**Extracted text:**
Research Article: Prediction of neuroblastoma cell response to treatment with natural or synthetic retinoids using selected protein biomarkers

Date Published: June 12, 2019

Publisher: Public Library of Science

Author(s): Viera Dobrotkova, Petr Chlapek, Marta Jezova, Katerina Adamkova, Pavel Mazanek, Jaroslav Sterba, Renata Veselska, Aamir Ahmad.

http://doi.org/10.1371/journal.pone.0218269

Abstract

Although the administration of retinoids represents an important part of treatment for children suffering from high-risk neuroblastomas, approximately 50% of these patients do not respond to this therapy or develop resistance to retinoids during treatment. Our study focused on the comparative analysis of the expression of five genes and corresponding proteins (DDX39A, HMGA1, HMGA2, HOXC9 and PBX1) that have recently been discussed as possible predictive biomarkers of clinical response to retinoid differentiation therapy. Expression of these five candidate biomarkers was evaluated at both the mRNA and protein level in the same subset of 8 neuroblastoma cell lines after treatment with natural or synthetic retinoids. We found that the cell lines that were HMGA2-positive and/or HOXC9-negative have a reduced sensitivity to retinoids. Furthermore, the experiments revealed that the retinoid-sensitive cell lines showed a uniform pattern of change after treatment with both natural and sensitive retinoids: increased DDX39A and decreased PBX1 protein levels. Our results showed that in NBL cells, these putative protein biomarkers are associated with sensitivity or resistance to retinoids, and their endogenous or induced expression can distinguish between these two phenotypes.

**Questions to answer:**
a – Decide whether each statement agrees with the abstract on neuroblastoma and retinoids, answering yes or no and quoting the deciding words: (i) about half of children with high-risk neuroblastomas either do not respond to retinoid therapy or become resistant to it during treatment; (ii) expression of the candidate biomarkers was evaluated in twelve neuroblastoma cell lines; (iii) cell lines that were HMGA2-positive had a reduced sensitivity to retinoids.
b – According to the abstract on neuroblastoma and retinoids, which five genes and corresponding proteins did the study analyze?

**Data to examine:**
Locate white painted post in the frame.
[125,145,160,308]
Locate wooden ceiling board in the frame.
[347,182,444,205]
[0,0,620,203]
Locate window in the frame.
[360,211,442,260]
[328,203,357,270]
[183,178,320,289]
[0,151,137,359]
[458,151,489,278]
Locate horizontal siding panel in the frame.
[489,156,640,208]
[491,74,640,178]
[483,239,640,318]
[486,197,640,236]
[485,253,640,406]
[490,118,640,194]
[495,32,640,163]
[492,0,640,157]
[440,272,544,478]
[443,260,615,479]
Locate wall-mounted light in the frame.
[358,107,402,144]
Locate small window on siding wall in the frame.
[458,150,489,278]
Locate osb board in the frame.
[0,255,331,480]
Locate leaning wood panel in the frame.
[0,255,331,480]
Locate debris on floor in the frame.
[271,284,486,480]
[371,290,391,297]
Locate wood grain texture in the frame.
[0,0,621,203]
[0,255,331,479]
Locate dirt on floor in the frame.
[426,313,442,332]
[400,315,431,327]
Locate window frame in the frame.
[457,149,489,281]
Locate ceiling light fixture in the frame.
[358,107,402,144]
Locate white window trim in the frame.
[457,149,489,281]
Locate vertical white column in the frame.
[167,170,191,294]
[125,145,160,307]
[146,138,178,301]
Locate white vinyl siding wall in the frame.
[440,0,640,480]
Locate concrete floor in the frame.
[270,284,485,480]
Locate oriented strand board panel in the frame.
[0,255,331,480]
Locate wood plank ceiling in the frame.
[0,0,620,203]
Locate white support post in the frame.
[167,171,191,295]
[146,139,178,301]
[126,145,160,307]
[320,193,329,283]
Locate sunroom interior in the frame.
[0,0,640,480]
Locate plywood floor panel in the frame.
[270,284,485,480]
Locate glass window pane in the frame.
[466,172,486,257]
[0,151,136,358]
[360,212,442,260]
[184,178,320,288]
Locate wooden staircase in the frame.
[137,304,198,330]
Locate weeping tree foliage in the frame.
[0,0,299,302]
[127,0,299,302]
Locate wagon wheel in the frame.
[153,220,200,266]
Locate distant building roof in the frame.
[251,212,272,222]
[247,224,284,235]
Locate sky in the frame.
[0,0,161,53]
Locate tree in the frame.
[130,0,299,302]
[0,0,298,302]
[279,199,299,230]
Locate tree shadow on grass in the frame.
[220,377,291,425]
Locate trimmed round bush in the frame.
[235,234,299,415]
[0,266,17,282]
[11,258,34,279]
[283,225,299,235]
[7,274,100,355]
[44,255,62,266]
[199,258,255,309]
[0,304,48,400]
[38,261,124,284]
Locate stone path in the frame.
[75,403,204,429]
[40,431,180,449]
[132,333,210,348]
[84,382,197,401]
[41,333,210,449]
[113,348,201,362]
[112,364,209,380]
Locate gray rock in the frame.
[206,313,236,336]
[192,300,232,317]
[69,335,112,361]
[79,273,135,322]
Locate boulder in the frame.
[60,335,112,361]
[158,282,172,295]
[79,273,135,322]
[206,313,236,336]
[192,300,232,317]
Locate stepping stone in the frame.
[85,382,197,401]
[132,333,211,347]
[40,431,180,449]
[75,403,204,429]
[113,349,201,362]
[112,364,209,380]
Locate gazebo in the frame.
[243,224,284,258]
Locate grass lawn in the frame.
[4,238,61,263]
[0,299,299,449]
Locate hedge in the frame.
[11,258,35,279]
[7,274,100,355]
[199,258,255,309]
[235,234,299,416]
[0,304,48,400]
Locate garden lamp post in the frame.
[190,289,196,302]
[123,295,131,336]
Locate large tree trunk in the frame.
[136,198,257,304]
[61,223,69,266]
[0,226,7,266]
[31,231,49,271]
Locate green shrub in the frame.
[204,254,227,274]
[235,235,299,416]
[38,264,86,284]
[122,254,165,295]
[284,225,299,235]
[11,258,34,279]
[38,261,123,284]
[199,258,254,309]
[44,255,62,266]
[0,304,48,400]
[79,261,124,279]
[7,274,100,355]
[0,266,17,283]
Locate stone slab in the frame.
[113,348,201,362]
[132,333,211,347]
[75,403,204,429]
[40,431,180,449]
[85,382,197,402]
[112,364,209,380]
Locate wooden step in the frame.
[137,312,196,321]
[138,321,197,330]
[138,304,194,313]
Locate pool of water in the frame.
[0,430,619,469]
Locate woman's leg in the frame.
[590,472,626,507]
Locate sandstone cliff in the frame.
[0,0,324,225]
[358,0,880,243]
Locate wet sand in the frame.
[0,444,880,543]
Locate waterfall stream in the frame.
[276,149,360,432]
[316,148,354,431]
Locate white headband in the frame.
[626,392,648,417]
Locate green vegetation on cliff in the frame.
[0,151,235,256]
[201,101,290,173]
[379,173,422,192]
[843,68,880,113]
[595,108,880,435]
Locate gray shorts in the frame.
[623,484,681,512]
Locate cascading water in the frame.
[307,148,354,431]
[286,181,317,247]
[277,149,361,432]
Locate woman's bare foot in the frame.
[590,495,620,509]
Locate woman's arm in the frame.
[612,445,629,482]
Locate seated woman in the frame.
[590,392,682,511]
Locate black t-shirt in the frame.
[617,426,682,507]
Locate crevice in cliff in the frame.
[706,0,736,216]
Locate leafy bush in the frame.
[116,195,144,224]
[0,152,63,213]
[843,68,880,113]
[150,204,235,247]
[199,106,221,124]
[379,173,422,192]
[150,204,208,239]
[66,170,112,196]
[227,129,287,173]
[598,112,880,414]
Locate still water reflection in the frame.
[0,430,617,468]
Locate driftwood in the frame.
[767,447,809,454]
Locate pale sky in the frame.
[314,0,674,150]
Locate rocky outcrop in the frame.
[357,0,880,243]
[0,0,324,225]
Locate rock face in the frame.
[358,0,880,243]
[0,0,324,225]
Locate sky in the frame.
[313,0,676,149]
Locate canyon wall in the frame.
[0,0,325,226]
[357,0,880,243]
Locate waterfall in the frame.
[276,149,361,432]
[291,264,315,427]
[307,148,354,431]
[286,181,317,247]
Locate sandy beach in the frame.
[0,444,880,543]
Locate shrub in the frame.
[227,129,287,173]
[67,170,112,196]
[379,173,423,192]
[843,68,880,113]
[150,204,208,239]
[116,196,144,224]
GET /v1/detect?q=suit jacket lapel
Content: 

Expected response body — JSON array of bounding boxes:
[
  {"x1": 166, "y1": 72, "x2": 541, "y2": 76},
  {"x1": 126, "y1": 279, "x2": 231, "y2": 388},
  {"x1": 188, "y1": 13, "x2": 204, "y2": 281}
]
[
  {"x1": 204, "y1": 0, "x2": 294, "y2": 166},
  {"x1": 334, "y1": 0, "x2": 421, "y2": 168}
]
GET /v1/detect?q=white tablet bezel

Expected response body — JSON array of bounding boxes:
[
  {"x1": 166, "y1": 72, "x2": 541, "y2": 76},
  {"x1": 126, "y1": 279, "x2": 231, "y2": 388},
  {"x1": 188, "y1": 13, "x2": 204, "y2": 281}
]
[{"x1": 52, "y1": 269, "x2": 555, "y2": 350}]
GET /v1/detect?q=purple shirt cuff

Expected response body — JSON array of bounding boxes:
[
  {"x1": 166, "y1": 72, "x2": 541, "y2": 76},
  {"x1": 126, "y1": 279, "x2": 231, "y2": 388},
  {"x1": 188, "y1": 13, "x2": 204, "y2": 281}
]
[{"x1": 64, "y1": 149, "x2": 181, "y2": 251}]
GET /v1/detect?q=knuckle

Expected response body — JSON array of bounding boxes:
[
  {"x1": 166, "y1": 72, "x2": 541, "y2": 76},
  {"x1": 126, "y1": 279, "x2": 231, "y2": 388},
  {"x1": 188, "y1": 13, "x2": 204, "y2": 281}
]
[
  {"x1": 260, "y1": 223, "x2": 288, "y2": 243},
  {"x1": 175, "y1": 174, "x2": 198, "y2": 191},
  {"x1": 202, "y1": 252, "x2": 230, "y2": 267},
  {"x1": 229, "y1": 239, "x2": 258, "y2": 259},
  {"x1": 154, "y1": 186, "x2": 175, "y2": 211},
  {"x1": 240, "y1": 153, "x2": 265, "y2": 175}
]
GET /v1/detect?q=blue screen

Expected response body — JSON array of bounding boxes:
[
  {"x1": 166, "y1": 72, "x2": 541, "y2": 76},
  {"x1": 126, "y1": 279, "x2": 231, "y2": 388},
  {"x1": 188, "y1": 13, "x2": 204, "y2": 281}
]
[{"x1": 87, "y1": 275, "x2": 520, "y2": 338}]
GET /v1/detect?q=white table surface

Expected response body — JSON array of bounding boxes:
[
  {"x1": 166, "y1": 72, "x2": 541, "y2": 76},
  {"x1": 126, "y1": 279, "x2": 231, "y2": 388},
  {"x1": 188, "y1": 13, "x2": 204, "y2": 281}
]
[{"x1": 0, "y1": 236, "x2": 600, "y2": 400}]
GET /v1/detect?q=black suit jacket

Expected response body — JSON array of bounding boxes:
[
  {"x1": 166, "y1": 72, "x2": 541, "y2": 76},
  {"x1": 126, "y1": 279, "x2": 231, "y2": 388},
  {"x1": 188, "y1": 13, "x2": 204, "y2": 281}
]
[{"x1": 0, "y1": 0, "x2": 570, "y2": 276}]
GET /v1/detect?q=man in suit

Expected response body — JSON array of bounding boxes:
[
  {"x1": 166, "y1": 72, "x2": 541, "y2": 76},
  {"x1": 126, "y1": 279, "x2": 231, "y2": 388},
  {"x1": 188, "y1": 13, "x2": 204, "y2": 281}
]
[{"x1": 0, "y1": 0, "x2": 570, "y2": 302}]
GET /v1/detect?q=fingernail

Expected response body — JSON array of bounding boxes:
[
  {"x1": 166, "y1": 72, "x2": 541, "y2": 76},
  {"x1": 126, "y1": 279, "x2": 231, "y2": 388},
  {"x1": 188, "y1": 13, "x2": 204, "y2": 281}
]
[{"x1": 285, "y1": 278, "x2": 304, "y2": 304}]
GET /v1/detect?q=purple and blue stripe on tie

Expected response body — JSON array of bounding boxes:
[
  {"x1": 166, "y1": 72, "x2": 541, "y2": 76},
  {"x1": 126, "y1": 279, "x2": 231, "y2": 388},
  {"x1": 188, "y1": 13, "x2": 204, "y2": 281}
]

**Numbered answers:**
a –
(i) Yes: "approximately 50% of these patients do not respond to this therapy or develop resistance to retinoids during treatment"
(ii) No: "in the same subset of 8 neuroblastoma cell lines"
(iii) Yes: "the cell lines that were HMGA2-positive and/or HOXC9-negative have a reduced sensitivity to retinoids"

b – DDX39A, HMGA1, HMGA2, HOXC9 and PBX1.